» **WHAT TO DO**
Transcribe every line exactly and omit anything that is a picture.

» **RECORDS PROVIDED**
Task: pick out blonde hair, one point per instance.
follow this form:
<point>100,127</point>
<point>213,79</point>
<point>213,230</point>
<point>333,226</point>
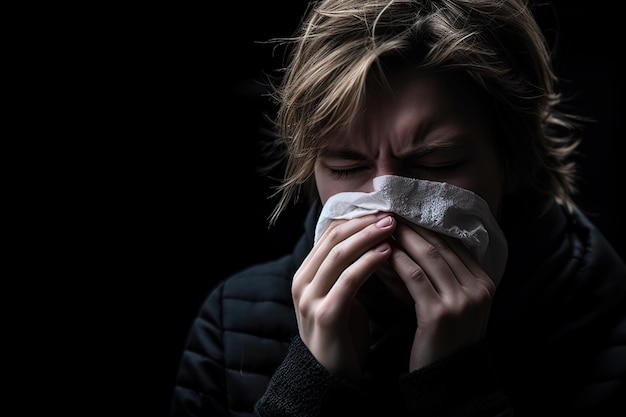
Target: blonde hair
<point>497,43</point>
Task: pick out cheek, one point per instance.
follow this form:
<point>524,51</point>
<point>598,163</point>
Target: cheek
<point>325,186</point>
<point>486,181</point>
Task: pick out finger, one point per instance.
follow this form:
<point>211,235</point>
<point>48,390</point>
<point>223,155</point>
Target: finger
<point>345,289</point>
<point>345,253</point>
<point>335,233</point>
<point>415,279</point>
<point>431,253</point>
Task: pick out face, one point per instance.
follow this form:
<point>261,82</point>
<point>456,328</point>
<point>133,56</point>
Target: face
<point>428,126</point>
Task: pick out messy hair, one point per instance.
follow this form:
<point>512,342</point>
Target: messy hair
<point>498,44</point>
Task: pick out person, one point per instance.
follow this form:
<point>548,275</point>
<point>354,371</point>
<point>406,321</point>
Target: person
<point>382,315</point>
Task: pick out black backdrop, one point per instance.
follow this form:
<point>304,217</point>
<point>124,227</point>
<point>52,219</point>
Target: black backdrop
<point>195,207</point>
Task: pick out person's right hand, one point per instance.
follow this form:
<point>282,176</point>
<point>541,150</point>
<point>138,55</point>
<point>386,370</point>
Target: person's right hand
<point>331,322</point>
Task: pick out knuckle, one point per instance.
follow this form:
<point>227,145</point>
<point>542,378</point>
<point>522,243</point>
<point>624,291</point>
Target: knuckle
<point>417,274</point>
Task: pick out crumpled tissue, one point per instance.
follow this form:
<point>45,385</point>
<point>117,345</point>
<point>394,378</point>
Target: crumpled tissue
<point>438,206</point>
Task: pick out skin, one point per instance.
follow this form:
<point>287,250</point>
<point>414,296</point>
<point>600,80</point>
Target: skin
<point>431,127</point>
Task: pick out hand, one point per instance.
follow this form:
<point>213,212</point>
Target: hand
<point>452,293</point>
<point>331,322</point>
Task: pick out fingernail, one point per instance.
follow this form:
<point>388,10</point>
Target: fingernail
<point>384,222</point>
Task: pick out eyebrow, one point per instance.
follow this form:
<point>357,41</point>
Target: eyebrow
<point>417,152</point>
<point>342,153</point>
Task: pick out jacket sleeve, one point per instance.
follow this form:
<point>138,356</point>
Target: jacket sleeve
<point>200,383</point>
<point>302,387</point>
<point>464,384</point>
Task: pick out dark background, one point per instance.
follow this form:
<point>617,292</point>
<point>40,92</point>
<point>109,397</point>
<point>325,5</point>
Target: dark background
<point>190,207</point>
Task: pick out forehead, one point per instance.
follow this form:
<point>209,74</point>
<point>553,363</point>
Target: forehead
<point>412,105</point>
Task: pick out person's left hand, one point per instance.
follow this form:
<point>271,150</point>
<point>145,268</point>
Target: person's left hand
<point>452,292</point>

» **SOLUTION TO THIS EXERCISE**
Task: pick out blonde hair, one point per instance.
follow this form:
<point>100,127</point>
<point>213,79</point>
<point>213,230</point>
<point>333,226</point>
Target: blonde hair
<point>497,43</point>
Task: pick out cheek, one point per instance.
follow this form:
<point>524,51</point>
<point>598,163</point>
Target: cheek
<point>325,186</point>
<point>486,181</point>
Task: pick out finger, one point per instance.
follow this form:
<point>211,235</point>
<point>48,390</point>
<point>223,155</point>
Target: finger
<point>345,289</point>
<point>345,253</point>
<point>335,233</point>
<point>415,279</point>
<point>431,253</point>
Task: pick out face, one point per instance.
follow this form:
<point>261,82</point>
<point>456,328</point>
<point>133,56</point>
Target: face
<point>428,126</point>
Task: pick out messy hair, one point per instance.
follow this form:
<point>512,342</point>
Target: messy hair
<point>498,44</point>
Task: pick out person, one point per instance.
follow this form:
<point>548,275</point>
<point>354,371</point>
<point>406,321</point>
Target: person
<point>382,315</point>
Task: pick out black backdrop, one point per instance.
follow this form:
<point>304,217</point>
<point>124,227</point>
<point>52,219</point>
Target: black backdrop
<point>195,207</point>
Task: pick out person's right hand, one point per instance.
follow this form:
<point>282,176</point>
<point>541,150</point>
<point>138,55</point>
<point>386,370</point>
Target: person's right hand
<point>331,322</point>
Task: pick out knuckle, one point per instance.
follow this form:
<point>227,145</point>
<point>542,378</point>
<point>522,243</point>
<point>624,291</point>
Target: knuckle
<point>417,274</point>
Task: pick out crumpled tissue, one point per instance.
follow this form:
<point>45,385</point>
<point>117,345</point>
<point>394,378</point>
Target: crumpled tissue
<point>438,206</point>
Task: pick out skin, one point per instance.
follow this form:
<point>287,250</point>
<point>414,296</point>
<point>600,80</point>
Target: skin
<point>431,127</point>
Task: pick out hand, one point per instance.
follow this form:
<point>213,212</point>
Target: hand
<point>452,293</point>
<point>331,322</point>
Task: pick out fingernail, one point per instance.
follow this form:
<point>388,10</point>
Target: fingernail
<point>384,222</point>
Task: pick out eyebrow, one point per instance.
follow this form:
<point>357,41</point>
Target: eyebrow
<point>417,152</point>
<point>342,153</point>
Task: pick out jacket sleeve, one point per instance.
follow this form:
<point>138,356</point>
Target: jacket sleeve
<point>200,383</point>
<point>302,387</point>
<point>464,384</point>
Task: pick out dark background, one point per instance.
follow this form:
<point>617,292</point>
<point>40,92</point>
<point>109,397</point>
<point>325,5</point>
Target: dark background
<point>190,207</point>
Task: pick out forehead, one point per instance.
follow this form:
<point>209,74</point>
<point>553,363</point>
Target: forehead
<point>412,105</point>
Task: pick out person's left hand, one point per instance.
follow this form:
<point>271,150</point>
<point>145,268</point>
Target: person's left hand
<point>452,292</point>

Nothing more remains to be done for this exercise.